I was going to post one but then I received "kmemleak: Do not corrupt the object_list during clean-up" which fixed
lockups and took throughput back to normal, I'll reply there too. Thanks,
--
Alexey
On Sat, Oct 05, 2019 at 01:08:43PM +1000, Alexey Kardashevskiy wrote:
> On 03/10/2019 18:41, Catalin Marinas wrote:
> > On Thu, Oct 03, 2019 at 04:13:07PM +1000, Alexey Kardashevskiy wrote:
> >> On 13/08/2019 02:06, Catalin Marinas wrote:
> >>> Object scan areas are an optimisation aimed to decrease the false
> >>> positives and slightly improve the scanning time of large objects known
> >>> to only have a few specific pointers. If a struct scan_area fails to
> >>> allocate, kmemleak can still function normally by scanning the full
> >>> object.
> >>>
> >>> Introduce an OBJECT_FULL_SCAN flag and mark objects as such when
> >>> scan_area allocation fails.
> >>
> >> I came across this one while bisecting sudden drop in throughput of a
> >> 100Gbit Mellanox CX4 ethernet card in a PPC POWER9 system, the speed
> >> dropped from 100Gbit to about 40Gbit. Bisect pointed at dba82d943177,
> >> this are the relevant config options:
> >>
> >> [fstn1-p1 kernel]$ grep KMEMLEAK ~/pbuild/kernel-le-4g/.config
> >> CONFIG_HAVE_DEBUG_KMEMLEAK=y
> >> CONFIG_DEBUG_KMEMLEAK=y
> >> CONFIG_DEBUG_KMEMLEAK_EARLY_LOG_SIZE=16000
> >> # CONFIG_DEBUG_KMEMLEAK_TEST is not set
> >> # CONFIG_DEBUG_KMEMLEAK_DEFAULT_OFF is not set
> >> CONFIG_DEBUG_KMEMLEAK_AUTO_SCAN=y
> >
> > The throughput drop is probably caused caused by kmemleak slowing down
> > all memory allocations (including skb). So that's expected. You may get
> > similar drop with other debug options like lock proving, kasan.

Listing:
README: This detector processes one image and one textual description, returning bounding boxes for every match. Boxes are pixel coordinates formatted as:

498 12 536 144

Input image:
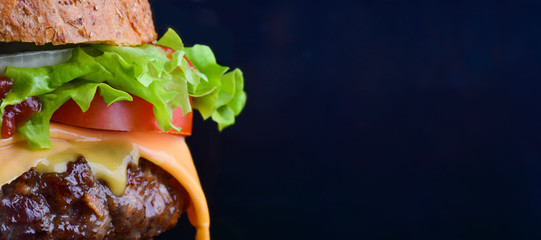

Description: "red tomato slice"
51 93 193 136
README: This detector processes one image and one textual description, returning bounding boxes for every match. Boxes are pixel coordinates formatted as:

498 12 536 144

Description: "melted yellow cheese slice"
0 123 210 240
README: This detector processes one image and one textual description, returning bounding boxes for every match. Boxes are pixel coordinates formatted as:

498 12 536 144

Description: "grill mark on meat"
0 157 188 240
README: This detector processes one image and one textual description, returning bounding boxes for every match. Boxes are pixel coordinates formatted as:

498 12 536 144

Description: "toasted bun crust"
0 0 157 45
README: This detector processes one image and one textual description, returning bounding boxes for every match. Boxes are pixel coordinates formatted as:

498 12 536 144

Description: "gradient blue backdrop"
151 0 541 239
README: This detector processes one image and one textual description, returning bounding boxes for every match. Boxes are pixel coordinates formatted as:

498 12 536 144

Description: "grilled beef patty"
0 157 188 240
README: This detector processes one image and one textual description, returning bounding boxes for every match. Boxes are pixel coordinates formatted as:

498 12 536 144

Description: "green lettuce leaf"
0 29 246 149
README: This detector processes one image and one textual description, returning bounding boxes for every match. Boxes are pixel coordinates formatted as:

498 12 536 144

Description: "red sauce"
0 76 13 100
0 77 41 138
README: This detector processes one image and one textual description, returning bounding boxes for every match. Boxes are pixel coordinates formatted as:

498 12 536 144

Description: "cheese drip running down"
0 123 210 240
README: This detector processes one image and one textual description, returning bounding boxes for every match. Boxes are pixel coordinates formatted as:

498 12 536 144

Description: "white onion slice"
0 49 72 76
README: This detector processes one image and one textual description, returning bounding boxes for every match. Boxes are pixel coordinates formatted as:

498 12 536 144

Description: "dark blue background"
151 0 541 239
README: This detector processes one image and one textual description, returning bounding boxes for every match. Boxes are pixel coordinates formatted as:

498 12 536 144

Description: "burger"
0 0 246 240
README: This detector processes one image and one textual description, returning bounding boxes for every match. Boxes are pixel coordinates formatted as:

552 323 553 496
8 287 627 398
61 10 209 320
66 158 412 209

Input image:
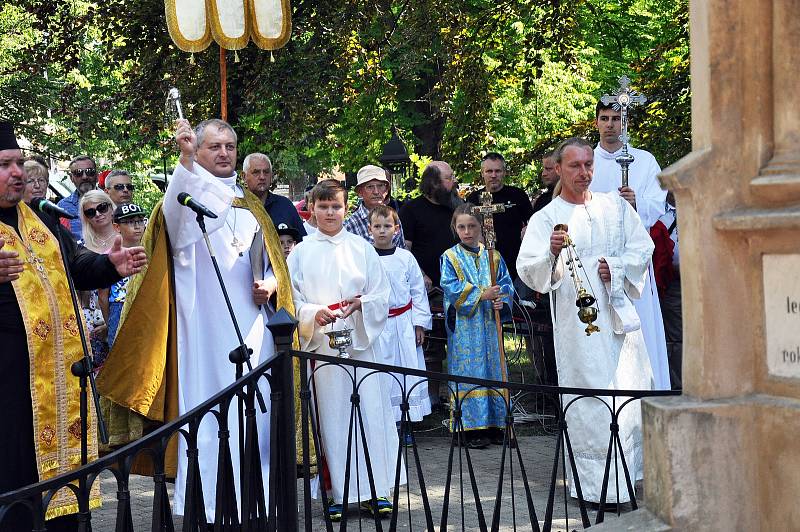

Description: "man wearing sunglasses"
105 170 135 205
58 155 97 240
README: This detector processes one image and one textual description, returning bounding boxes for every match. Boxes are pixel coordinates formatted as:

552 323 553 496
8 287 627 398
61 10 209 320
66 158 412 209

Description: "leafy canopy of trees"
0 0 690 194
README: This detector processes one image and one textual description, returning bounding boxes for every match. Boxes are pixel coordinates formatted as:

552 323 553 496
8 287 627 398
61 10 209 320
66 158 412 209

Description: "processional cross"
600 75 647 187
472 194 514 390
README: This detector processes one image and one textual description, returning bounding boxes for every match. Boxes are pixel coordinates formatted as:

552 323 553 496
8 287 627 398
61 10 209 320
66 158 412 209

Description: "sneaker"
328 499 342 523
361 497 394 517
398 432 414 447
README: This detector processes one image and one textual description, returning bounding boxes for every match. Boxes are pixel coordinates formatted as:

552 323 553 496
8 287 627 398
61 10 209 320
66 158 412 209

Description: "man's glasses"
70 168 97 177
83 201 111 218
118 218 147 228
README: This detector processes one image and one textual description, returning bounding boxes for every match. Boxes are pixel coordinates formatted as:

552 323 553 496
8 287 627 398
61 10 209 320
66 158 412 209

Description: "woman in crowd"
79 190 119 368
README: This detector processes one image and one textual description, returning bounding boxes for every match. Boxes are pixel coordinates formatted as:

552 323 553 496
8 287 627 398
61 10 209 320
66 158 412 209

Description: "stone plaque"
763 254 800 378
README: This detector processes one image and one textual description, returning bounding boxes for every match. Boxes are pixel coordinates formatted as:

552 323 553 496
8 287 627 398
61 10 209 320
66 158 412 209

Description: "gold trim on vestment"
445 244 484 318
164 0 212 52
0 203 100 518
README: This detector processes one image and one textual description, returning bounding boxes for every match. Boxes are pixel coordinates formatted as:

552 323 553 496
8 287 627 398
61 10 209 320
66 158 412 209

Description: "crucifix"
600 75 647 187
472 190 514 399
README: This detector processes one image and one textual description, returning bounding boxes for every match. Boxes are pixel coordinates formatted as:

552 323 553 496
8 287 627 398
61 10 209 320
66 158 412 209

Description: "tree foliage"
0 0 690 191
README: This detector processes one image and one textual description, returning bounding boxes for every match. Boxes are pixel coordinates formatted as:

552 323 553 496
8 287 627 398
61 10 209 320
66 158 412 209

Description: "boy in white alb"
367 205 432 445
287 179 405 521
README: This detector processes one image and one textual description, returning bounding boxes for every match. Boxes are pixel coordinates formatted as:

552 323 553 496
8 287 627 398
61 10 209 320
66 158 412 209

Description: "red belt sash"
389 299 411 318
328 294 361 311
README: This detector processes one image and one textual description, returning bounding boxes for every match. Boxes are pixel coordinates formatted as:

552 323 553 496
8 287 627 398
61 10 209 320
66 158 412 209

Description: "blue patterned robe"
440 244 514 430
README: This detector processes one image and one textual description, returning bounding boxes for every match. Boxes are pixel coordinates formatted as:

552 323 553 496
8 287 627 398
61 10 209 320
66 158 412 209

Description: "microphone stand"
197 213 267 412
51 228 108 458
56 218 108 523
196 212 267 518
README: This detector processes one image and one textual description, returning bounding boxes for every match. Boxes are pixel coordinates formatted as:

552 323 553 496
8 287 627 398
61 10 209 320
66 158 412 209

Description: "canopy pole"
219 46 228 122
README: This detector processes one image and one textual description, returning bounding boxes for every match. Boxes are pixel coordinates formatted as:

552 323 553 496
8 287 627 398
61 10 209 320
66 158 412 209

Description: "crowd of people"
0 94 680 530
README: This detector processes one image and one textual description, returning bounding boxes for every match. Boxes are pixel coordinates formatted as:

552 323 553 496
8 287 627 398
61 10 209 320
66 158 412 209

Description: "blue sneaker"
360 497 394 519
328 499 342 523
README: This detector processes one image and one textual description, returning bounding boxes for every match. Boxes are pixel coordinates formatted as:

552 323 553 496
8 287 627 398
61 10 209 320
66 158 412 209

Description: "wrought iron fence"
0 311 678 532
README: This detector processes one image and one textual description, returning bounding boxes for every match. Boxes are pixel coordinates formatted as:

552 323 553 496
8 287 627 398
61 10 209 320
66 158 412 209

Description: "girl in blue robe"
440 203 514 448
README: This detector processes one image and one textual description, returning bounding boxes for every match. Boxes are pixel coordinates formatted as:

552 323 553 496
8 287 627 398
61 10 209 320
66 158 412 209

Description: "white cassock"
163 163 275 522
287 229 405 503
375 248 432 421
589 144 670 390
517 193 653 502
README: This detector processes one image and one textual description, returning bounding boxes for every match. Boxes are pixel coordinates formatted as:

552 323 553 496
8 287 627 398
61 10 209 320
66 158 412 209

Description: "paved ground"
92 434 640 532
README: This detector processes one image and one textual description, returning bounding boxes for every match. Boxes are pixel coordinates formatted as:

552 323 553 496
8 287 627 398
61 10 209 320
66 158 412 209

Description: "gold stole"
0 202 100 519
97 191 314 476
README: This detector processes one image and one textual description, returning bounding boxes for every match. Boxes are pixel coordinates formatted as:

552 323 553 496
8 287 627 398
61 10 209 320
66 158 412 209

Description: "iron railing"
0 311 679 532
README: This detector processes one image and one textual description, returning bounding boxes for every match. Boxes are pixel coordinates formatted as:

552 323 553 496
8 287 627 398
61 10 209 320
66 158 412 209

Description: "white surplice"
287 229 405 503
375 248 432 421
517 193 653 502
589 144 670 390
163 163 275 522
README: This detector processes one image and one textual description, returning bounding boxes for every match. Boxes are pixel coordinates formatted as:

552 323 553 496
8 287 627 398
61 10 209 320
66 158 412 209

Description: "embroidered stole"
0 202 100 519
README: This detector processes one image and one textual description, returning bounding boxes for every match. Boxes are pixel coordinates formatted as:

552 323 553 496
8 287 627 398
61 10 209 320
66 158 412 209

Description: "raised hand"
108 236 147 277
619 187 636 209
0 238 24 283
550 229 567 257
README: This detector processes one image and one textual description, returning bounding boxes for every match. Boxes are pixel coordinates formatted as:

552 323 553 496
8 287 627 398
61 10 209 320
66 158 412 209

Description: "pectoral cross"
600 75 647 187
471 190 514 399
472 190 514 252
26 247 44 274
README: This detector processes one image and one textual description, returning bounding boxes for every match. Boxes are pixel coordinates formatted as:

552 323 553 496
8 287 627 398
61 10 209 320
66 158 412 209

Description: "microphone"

Exercise requirements:
• A. Collect every line of the listing that contains the string "white". Matching is case-sensitive.
• B. Resume the kmemleak email thread, continuing on from its final line.

Answers to the exercise:
• A.
Description: "white onion slice"
Description: "boy in white alb"
Description: "white cassock"
Description: "white surplice"

• B.
>
> I was not precise. I meant that before dba82d943177 kmemleak would
> work but would not slow network down (at least 100Gbit) and now it
> does which is downgrade so I was wondering if kmemleak just got so
> much better to justify this change or there is a bug somewhere, so
> which one is it? Or "LOG_SIZE=400" never really worked?
I suspect LOG_SIZE=400 never worked on your system (you can check the
log for any kmemleak disabled messages).
Thanks for testing the patch.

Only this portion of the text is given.